Your instructions —
Could you set down every entry below exactly as it is?

Stored data entries —

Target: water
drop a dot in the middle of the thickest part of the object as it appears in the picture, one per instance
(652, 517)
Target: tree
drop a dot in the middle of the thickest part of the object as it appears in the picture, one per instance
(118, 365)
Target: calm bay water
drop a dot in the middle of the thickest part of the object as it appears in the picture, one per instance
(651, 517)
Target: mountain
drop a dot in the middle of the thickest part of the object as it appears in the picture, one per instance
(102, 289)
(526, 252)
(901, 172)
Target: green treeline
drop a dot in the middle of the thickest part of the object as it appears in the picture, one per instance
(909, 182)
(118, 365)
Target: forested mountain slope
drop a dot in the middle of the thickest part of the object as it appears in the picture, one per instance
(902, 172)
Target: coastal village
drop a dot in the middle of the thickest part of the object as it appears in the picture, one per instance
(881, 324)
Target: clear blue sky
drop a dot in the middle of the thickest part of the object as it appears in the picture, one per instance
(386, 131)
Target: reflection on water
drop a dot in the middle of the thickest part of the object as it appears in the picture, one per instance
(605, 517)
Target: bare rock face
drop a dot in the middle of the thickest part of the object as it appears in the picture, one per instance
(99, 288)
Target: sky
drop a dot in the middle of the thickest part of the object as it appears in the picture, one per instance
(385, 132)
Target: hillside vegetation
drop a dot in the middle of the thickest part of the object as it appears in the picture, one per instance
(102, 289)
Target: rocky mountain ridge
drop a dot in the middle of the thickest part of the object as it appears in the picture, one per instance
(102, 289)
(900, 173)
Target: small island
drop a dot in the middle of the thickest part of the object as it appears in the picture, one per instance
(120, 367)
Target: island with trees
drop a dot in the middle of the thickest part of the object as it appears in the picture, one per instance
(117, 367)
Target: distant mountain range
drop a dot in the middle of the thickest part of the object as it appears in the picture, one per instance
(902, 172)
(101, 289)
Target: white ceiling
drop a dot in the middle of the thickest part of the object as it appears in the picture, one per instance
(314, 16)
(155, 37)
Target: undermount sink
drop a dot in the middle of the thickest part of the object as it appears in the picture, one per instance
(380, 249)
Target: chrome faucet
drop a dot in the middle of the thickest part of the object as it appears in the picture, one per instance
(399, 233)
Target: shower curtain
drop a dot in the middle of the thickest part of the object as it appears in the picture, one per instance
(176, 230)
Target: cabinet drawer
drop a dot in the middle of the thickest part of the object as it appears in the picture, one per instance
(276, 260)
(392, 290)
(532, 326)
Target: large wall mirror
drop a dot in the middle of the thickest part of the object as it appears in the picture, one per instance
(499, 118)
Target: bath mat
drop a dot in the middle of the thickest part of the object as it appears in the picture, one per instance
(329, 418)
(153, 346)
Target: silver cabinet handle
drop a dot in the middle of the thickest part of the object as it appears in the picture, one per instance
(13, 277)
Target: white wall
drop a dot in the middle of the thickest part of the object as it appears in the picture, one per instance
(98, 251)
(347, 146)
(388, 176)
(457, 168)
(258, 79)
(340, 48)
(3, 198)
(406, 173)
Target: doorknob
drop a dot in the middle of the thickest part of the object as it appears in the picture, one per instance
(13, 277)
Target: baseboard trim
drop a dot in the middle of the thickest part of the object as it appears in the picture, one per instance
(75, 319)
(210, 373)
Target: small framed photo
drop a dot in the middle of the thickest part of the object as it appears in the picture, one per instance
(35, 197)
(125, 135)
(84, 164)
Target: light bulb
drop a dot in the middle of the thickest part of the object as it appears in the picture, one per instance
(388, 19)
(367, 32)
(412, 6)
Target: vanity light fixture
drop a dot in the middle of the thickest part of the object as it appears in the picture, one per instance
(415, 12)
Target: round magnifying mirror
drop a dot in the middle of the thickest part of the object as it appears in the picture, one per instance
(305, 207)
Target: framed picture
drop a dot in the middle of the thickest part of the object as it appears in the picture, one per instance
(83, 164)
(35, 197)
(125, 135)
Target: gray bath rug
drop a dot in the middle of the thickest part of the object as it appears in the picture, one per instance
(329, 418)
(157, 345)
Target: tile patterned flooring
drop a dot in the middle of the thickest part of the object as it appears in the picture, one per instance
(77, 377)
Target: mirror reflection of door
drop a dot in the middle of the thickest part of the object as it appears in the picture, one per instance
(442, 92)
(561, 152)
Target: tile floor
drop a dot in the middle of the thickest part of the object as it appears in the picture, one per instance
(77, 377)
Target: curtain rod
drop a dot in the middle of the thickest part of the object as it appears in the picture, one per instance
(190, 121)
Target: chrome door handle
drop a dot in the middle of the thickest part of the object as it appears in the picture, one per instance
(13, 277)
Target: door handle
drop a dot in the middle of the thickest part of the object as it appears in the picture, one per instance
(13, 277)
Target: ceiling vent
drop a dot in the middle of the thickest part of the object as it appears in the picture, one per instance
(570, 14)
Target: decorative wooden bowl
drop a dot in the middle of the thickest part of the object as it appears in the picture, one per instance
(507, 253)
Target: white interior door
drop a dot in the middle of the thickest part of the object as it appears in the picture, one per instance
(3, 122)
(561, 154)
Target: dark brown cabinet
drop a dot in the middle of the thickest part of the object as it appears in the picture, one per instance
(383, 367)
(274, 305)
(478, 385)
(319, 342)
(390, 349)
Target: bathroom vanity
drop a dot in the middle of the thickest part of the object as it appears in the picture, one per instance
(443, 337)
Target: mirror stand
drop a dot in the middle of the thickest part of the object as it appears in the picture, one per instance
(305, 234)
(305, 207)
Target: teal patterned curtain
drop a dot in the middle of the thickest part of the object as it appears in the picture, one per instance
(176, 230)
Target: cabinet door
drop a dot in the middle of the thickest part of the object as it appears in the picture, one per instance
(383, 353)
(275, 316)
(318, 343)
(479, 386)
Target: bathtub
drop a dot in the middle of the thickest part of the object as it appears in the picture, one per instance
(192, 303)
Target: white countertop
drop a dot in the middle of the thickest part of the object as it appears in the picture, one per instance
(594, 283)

Exercise output —
Target: water
drop a dot in the middle of the thickest part of the object as it appears in the picture, one per instance
(652, 517)
Target: tree
drop a dot in the middle of the thickest part of the object as it appears in the picture, one per instance
(118, 365)
Target: calm bay water
drop a dot in the middle of the thickest part of the object as it appears in the picture, one per instance
(651, 517)
Target: mountain
drop a dot in the middle of the thickest part of the object as it appears in the picture, one per instance
(102, 289)
(526, 252)
(901, 172)
Target: green treeline
drop a dot in the middle of the thickest part of the object as it appears in the picture, one per instance
(909, 182)
(118, 365)
Target: forested mountain slope
drop a dot in the middle of the thickest part of the object as it appears in the picture, one per instance
(902, 172)
Target: coastal village
drop a dot in the middle of the thickest part of the object as it appears in the picture, one per instance
(881, 324)
Target: clear blue sky
drop a dot in the middle of the thickest part of the object as it appears in the picture, one per instance
(386, 131)
Target: reflection on water
drop a dot in the middle of the thickest part of the object as it appears in the picture, one per instance
(605, 517)
Target: bare rock face
drop a dot in the middle of the thickest part of the object as it appears in the picture, one per instance
(99, 288)
Target: sky
drop a dot in the middle of the thickest part of the object as it appears in the picture, one per instance
(385, 132)
Target: hillside vegetation
drop a dot in the middle of the thickest part of the object as it appears in the picture, one per instance
(102, 289)
Target: rocky mountain ridge
drop a dot in the middle of the thickest part of the object as it appears in the picture, one per instance
(102, 289)
(900, 173)
Target: small island
drop a dot in the middle of the thickest part of the object as it appears in the picture, one per instance
(120, 367)
Target: island with trees
drop a dot in the middle of the thickest part of the object as it appears in the picture, one per instance
(117, 367)
Target: distant mountain range
drop a dot in the middle of the thickest part of the object as it appears in the picture, one per instance
(902, 172)
(101, 289)
Target: white ceiling
drop a dot in the middle of the thickest part of the object as it appears in the picture, one per instance
(314, 16)
(155, 37)
Target: undermount sink
drop a dot in the middle of the thickest part of the object as it appears in the picture, one per instance
(380, 249)
Target: chrome faucet
drop a dot in the middle of the thickest part of the object as it appears in the picture, one per instance
(399, 233)
Target: shower curtain
drop a dot in the middle of the thickest part of the object as it appears in the picture, one per instance
(176, 230)
Target: cabinet drawer
drop a dot in the middle of the thickest part of the object as it appears in the picture, one per instance
(276, 260)
(392, 290)
(532, 326)
Target: large wall mirror
drop a dot in the middle of the thickest part of the object as it appears in the picture, one per instance
(499, 118)
Target: bath mat
drop a dot in the middle of the thickest part of the object as it appears in the picture, one per instance
(329, 418)
(153, 346)
Target: silver cabinet handle
drop a dot in the middle of the thickest part of the object as it appears in the picture, one per instance
(13, 277)
Target: white wall
drop a dot in the middle of the thickest part of the object as it appears in the picture, one per instance
(98, 251)
(347, 146)
(388, 176)
(457, 168)
(258, 79)
(340, 48)
(3, 198)
(406, 173)
Target: doorknob
drop a dot in the middle of the thickest part of the object as it appears in the picture, one per instance
(13, 277)
Target: baseboard trim
drop a dot in the middle of the thickest part of the object as it appears in the picture, one per instance
(75, 319)
(210, 373)
Target: small framed photo
drop a dot in the middle of the thickest part of the object as it appears in the picture, one per instance
(35, 197)
(125, 135)
(84, 164)
Target: light bulb
drop a dot in the middle of the thickest part of the object as it appears in the picture, one per instance
(388, 19)
(367, 32)
(412, 6)
Target: vanity light fixture
drop a dot in the middle of the thickest part of the object as it appears in the picture, one per instance
(415, 12)
Target: round magnifying mirror
drop a dot in the middle of the thickest part of the object as it appears in the picture, one per instance
(305, 207)
Target: framed picture
drop a dot in the middle of the thickest part of the object as it appears in the picture, one per instance
(83, 164)
(35, 197)
(125, 135)
Target: gray bath rug
drop a dot in the middle of the thickest part of the object as it appears in the picture, one per instance
(329, 418)
(157, 345)
Target: tile patterned flooring
drop a dot in the middle of the thickest part of the object as it appears in the picture, one per instance
(77, 377)
Target: mirror reflection of door
drop a dot in the middle of the thickest part of the object as it appears in the picture, one per instance
(442, 92)
(561, 152)
Target: tile floor
drop a dot in the middle of the thickest part of the object as it appears in the picture, one per instance
(77, 377)
Target: curtain rod
drop a dot in the middle of the thickest part of the object as it appears in the picture, one per instance
(190, 121)
Target: chrome door handle
drop a dot in the middle of the thickest part of the object as it appears in the picture, one per instance
(13, 277)
Target: door handle
drop a dot in the middle of the thickest part of the object as it appears in the picture, one per instance
(13, 277)
Target: ceiling vent
drop a dot in the middle of the thickest part of the object as it appears in the picture, one per instance
(570, 14)
Target: decorative wooden bowl
drop a dot in the middle of the thickest part of the object as it appears in the picture, one per instance
(507, 253)
Target: white interior door
drop a dot in the middle of the thickest part of the object as it appears in the picture, one per instance
(3, 122)
(561, 154)
Target: dark brown cabinet
drop a dot in the middle of the thickest part of the object as it appears in the picture, one per instance
(383, 367)
(274, 305)
(478, 385)
(319, 342)
(390, 349)
Target: bathroom vanity
drop a dot in the middle of the thickest part of the object as it appears in the picture, one per instance
(443, 337)
Target: mirror stand
drop a dot in the middle of the thickest part of the object as it appears in the picture, one per instance
(305, 234)
(305, 207)
Target: teal patterned curtain
drop a dot in the middle of the thickest part of the object as it appears in the picture, one per instance
(176, 230)
Target: cabinet door
drop a dot in the middle of the thickest part of the object as it appears in the picture, one per instance
(383, 353)
(275, 316)
(318, 343)
(479, 386)
Target: bathtub
drop a dot in the middle of the thickest part of the object as it appears in the picture, one per instance
(192, 303)
Target: white countertop
drop a dot in the middle of the thickest part of the object as it appears in the picture, one per instance
(594, 283)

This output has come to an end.